Text excerpt.

Flowering plants, also called angiosperms, are the most diverse group of plants on earth, with over a quarter million species in 435 families. What sets angiosperms apart extends beyond the presence of often bright, showy blossoms when compared to their more demure, non-flowering relatives. Flowers signify differences in reproduction and evolution between different types of plants.
There are four major classifications of plants: mosses, ferns, gymnosperms and angiosperms. Gymnosperms are non-flowering plants that produce seeds, while angiosperms are flowering plants that produce seeds. Angiosperms evolved most recently of the different types of plants with current ideas pointing to the development of large magnolia-like flowers on evergreens in the Mesozoic era, thus introducing flowering plants into the plant kingdom. Therefore, in terms of evolution, flowering plants are much younger than their non-flowering counterparts.

Material provided.
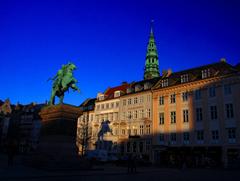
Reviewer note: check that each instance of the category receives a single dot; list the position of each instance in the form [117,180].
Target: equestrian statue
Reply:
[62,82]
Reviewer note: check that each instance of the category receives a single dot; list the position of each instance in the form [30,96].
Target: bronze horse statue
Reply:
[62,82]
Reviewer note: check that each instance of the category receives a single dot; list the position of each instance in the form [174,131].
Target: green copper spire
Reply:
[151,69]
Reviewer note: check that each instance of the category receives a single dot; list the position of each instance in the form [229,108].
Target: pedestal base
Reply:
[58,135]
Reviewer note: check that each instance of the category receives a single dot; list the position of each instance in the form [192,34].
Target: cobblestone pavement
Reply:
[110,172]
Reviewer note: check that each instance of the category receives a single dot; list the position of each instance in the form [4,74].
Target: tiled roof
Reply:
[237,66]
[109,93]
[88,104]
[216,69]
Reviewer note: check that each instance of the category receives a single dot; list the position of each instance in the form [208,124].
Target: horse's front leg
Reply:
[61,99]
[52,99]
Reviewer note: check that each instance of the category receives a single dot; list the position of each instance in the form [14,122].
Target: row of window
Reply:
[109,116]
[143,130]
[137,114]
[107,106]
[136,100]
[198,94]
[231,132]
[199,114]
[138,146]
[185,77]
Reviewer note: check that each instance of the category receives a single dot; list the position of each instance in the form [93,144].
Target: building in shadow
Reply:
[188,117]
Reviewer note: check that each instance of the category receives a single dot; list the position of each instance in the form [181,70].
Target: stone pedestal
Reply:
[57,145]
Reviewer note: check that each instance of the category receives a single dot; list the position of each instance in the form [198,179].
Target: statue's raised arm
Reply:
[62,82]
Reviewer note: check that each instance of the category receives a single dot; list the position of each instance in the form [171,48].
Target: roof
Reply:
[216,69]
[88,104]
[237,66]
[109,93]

...

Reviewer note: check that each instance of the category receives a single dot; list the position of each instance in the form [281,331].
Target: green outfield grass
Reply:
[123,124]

==

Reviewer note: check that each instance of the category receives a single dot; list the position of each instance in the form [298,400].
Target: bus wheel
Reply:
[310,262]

How to complete this task.
Write out the flowering plants text word for word, starting at "Flowering plants, also" and ending at "types of plants.". Leave the lines out of this entirely.

Task answer.
Flowering plants, also called angiosperms, are the most diverse group of plants on earth, with over a quarter million species in 435 families. What sets angiosperms apart extends beyond the presence of often bright, showy blossoms when compared to their more demure, non-flowering relatives. Flowers signify differences in reproduction and evolution between different types of plants.